## Texto proporcionado
Escuchar a los seres de
palabras; en sus voces distinguir, por ejemplo, como se rompe el silencio de los
olvidos y las indiferencias; o el estruendo de los conflictos, la intolerancia
y los fanatismos. Muy frecuentemente colocados entre los silencios de la
incomprensión y el ruido de las obsesiones, nos resulta muy difícil a los seres
humanos poder tocar comprensión alguna. Sin comprensión no hay entendimiento y
sin éste no existe coexistencia posible. Solo nos resulta posible convivir en
medio de un diálogo donde todos seamos interlocutores.
Hoy por hoy, los venezolanos
nos hallamos envueltos en una de las más graves crisis de nuestra historia reciente.
Se perciben, perturbadoras, contradicciones tensadas hasta los más furiosos
extremos. Se exacerban diferencias hasta convertirse éstas en intolerante
negación de toda forma de otredad. El desacuerdo se vuelve virulenta condena de
quien no sea como yo o no piense como yo. Y el país se divide y se enfrenta;
acaso como una lamentable consecuencia de haber sido los venezolanos demasiadas
veces víctimas de nuestras improvisaciones y de haber sumado demasiados desaciertos
a lo largo de nuestra historia.

## Material proporcionado
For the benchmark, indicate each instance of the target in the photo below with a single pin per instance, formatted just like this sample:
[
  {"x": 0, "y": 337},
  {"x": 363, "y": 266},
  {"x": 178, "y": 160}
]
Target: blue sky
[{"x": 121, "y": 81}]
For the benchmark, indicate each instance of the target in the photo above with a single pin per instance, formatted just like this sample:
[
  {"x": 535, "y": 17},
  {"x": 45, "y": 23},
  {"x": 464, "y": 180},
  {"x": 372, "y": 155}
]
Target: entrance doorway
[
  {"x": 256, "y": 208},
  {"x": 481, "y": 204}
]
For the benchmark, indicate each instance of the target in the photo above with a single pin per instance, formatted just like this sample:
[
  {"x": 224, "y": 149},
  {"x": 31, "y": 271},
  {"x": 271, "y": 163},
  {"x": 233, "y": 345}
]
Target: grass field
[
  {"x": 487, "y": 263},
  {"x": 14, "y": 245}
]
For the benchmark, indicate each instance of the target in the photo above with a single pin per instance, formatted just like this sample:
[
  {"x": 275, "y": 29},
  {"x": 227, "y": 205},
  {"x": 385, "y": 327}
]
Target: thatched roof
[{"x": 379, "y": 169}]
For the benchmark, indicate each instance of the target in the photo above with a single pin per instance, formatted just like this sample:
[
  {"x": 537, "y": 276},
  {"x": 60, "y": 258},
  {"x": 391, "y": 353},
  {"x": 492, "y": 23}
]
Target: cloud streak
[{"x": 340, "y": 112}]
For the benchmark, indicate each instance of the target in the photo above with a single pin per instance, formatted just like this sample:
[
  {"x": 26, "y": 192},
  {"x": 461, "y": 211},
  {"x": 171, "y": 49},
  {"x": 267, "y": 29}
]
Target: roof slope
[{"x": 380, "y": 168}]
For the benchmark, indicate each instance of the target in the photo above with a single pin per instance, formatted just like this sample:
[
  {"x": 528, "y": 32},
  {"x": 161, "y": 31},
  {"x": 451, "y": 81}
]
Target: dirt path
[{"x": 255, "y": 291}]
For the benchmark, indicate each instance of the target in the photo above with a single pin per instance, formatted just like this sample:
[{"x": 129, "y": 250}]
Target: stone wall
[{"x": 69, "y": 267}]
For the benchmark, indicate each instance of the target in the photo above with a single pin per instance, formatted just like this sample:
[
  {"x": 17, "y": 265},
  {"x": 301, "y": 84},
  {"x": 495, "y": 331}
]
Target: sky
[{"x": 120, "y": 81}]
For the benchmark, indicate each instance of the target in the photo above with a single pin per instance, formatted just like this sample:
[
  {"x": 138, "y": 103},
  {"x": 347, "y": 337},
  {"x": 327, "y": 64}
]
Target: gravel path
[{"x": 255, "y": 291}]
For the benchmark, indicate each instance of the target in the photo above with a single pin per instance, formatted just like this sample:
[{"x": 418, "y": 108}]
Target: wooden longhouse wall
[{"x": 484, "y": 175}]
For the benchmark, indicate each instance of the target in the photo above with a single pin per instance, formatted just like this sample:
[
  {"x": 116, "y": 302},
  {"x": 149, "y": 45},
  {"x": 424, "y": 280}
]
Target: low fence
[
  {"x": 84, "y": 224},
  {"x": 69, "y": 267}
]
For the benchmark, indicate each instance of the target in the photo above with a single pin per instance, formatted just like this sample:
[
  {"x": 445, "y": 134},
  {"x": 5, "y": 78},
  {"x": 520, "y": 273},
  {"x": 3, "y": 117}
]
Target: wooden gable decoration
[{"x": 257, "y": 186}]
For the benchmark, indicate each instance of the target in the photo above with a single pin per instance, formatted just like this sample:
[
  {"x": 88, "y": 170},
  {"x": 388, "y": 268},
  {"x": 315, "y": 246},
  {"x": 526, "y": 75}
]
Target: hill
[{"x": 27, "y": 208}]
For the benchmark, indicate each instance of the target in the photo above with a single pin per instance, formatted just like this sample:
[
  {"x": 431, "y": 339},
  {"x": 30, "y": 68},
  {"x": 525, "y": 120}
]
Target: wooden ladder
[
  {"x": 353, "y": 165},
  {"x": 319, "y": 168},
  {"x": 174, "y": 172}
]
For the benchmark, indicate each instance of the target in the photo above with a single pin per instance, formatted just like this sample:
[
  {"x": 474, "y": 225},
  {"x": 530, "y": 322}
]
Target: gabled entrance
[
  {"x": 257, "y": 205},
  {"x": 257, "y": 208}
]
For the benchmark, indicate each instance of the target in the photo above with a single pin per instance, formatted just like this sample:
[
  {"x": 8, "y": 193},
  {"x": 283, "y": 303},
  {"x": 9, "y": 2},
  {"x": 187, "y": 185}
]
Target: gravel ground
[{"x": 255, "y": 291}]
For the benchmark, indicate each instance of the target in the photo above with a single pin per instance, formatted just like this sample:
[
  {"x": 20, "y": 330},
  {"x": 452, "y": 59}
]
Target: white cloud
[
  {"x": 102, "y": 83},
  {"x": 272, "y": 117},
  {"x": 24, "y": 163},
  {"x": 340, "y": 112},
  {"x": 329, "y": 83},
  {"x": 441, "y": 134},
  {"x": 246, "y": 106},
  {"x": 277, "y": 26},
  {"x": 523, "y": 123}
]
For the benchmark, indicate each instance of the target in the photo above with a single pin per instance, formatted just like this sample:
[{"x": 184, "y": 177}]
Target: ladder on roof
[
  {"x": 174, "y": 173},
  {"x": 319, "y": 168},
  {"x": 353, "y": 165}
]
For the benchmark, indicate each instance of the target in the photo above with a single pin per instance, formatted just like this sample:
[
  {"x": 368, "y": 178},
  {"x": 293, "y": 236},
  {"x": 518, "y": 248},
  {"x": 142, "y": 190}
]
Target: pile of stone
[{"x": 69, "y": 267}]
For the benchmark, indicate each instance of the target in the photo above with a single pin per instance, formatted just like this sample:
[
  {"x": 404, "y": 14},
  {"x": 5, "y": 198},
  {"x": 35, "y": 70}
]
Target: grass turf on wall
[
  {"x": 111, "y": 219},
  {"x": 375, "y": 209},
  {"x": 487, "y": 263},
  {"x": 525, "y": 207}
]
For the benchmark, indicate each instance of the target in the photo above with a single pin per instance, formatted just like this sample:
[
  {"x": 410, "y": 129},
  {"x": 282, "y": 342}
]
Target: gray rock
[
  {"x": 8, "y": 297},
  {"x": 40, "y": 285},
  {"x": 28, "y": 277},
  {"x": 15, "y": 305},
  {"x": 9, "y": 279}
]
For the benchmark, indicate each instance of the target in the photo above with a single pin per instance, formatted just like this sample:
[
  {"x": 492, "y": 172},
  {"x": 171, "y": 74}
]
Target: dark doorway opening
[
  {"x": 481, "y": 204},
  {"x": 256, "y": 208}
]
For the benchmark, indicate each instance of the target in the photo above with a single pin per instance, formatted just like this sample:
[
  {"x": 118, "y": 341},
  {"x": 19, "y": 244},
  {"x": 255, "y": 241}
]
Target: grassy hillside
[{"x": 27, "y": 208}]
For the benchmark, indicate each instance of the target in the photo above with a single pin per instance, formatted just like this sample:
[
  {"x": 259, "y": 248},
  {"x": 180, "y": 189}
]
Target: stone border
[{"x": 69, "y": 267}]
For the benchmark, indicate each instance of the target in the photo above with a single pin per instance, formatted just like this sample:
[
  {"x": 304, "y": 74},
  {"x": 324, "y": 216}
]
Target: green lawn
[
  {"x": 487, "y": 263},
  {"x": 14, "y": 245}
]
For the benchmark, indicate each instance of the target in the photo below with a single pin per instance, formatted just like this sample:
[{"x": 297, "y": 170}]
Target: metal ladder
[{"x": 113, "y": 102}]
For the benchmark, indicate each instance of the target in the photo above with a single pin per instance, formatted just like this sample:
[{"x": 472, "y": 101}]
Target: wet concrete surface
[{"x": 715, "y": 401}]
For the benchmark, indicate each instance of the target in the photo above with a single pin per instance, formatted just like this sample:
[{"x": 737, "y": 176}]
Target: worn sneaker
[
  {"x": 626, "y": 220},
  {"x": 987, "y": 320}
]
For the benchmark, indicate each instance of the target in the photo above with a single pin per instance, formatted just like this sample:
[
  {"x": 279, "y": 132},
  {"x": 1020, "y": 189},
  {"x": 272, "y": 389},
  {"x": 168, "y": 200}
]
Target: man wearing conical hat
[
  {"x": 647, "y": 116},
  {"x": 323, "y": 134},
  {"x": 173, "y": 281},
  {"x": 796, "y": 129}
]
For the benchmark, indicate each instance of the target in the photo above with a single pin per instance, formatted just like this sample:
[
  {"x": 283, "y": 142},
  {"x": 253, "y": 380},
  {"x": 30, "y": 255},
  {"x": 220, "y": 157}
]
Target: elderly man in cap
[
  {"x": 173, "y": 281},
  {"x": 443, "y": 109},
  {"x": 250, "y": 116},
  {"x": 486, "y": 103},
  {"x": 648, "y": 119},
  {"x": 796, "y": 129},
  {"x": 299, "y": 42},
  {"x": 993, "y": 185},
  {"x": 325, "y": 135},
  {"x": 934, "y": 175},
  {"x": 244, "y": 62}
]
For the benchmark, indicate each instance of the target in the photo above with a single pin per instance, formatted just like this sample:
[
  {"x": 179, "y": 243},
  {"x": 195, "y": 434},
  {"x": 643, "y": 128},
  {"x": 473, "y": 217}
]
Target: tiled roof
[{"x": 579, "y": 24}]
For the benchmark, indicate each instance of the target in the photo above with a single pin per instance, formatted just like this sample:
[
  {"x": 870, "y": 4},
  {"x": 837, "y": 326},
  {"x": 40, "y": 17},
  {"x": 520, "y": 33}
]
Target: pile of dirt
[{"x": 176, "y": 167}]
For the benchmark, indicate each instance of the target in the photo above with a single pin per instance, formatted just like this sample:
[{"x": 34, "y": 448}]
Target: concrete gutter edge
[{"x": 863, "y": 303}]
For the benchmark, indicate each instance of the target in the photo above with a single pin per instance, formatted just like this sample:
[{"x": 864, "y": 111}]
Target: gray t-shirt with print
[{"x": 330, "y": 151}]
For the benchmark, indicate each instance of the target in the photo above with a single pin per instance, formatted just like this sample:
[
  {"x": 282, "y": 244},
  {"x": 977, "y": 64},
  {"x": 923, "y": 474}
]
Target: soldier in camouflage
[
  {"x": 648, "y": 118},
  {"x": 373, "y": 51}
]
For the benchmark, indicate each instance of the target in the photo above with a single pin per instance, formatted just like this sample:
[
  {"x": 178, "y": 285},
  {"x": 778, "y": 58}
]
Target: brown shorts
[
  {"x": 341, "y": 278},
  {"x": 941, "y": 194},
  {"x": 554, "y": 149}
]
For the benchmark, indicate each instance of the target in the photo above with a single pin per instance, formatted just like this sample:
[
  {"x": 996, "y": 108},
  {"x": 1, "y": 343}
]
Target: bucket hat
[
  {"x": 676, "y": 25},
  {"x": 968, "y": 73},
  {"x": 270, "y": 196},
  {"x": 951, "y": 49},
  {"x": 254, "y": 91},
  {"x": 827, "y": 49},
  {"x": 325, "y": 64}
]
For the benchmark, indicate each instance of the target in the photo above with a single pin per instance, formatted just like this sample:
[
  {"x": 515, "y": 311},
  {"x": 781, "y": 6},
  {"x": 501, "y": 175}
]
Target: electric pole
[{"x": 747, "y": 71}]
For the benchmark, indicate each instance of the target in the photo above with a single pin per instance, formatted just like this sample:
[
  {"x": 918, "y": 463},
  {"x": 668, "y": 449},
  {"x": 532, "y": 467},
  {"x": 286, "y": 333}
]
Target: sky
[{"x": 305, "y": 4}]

## Tarea 1
Responde estas preguntas sobre el texto proporcionado:
(a) ¿Entre qué se encuentran colocados muy frecuentemente los seres humanos?
(b) ¿Qué no existe sin entendimiento?
(c) ¿En qué se vuelve el desacuerdo?
## Tarea 2
Por favor, edita el pasaje del texto proporcionado que va de "Escuchar a los" a "todos seamos interlocutores.", ambos incluidos, cambiando "diálogo" por "intercambio".

## Respuesta escrita 1
(a) Entre los silencios de la incomprensión y el ruido de las obsesiones.
(b) No existe coexistencia posible.
(c) En virulenta condena de quien no sea como yo o no piense como yo.

## Respuesta escrita 2
Escuchar a los seres de
palabras; en sus voces distinguir, por ejemplo, como se rompe el silencio de los
olvidos y las indiferencias; o el estruendo de los conflictos, la intolerancia
y los fanatismos. Muy frecuentemente colocados entre los silencios de la
incomprensión y el ruido de las obsesiones, nos resulta muy difícil a los seres
humanos poder tocar comprensión alguna. Sin comprensión no hay entendimiento y
sin éste no existe coexistencia posible. Solo nos resulta posible convivir en
medio de un intercambio donde todos seamos interlocutores.